**TASK TO COMPLETE**
Take from the material every line that contains the word "below".

**AVAILABLE DATA**
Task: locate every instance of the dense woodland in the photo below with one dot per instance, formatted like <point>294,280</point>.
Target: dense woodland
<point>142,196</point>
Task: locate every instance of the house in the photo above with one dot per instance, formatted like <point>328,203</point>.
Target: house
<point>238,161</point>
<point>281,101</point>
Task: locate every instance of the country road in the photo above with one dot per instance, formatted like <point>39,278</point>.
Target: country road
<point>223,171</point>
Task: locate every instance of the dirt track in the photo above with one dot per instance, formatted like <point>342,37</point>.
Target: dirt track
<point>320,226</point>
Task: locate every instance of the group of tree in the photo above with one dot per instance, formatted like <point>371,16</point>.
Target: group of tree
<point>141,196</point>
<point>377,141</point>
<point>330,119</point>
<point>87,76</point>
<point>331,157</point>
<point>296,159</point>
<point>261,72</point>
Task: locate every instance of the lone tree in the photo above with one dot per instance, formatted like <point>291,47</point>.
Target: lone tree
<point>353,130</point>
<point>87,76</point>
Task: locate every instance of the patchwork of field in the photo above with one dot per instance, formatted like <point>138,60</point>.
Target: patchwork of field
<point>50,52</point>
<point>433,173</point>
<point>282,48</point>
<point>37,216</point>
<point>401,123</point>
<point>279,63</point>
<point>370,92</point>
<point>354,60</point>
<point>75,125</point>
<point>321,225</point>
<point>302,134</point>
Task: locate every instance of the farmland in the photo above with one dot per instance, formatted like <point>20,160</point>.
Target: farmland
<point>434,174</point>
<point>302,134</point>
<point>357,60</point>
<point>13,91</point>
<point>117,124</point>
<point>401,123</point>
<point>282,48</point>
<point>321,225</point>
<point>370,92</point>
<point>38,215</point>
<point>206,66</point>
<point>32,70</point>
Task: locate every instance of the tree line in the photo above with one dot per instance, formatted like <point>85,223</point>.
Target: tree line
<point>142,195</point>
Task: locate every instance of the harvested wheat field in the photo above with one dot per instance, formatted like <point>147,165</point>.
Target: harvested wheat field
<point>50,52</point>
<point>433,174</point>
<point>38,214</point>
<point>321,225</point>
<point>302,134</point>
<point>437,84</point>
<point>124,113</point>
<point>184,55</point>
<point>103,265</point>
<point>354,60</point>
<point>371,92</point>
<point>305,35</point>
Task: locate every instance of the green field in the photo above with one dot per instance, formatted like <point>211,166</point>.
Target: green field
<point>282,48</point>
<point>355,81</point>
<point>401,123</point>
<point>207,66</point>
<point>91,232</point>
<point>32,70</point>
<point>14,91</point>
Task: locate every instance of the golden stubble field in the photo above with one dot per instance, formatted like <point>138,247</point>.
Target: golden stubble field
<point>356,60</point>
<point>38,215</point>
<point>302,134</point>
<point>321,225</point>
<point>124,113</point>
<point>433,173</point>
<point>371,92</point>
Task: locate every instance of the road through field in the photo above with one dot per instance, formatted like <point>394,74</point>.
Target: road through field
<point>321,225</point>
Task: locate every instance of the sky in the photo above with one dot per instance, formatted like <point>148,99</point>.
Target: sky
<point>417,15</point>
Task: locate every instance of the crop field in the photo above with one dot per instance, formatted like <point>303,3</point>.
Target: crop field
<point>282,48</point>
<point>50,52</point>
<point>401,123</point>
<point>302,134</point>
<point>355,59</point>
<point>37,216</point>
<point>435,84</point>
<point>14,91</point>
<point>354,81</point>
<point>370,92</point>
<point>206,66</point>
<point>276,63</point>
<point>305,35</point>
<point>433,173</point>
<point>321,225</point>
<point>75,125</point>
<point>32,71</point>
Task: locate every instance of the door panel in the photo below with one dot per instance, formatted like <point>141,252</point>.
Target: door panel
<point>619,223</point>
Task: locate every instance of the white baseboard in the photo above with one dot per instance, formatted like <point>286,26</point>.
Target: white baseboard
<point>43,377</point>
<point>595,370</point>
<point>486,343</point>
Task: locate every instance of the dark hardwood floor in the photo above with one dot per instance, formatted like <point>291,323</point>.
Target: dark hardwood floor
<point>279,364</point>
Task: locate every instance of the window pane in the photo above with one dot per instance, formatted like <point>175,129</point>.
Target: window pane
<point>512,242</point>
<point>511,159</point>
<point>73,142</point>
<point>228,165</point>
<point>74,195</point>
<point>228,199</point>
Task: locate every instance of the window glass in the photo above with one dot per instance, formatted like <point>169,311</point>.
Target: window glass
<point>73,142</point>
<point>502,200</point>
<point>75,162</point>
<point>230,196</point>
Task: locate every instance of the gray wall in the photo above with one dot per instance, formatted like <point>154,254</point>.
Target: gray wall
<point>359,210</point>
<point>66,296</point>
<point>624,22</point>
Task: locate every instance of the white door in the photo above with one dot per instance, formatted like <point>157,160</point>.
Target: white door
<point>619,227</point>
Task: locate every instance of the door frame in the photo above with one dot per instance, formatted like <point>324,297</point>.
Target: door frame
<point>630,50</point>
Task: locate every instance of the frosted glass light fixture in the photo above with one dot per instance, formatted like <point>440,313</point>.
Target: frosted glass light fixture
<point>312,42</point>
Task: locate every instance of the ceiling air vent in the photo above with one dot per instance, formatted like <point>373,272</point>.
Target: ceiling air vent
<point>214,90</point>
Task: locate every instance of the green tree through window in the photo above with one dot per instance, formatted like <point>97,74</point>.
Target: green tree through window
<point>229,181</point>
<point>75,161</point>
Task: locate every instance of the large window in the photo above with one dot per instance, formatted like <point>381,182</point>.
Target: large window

**YOUR SOLUTION**
Task: locate every instance of the dense woodland in the photo below with one dot per instance, formatted like <point>294,280</point>.
Task: locate every instance of the door panel in the photo below with one dot per instance, formatted like <point>141,252</point>.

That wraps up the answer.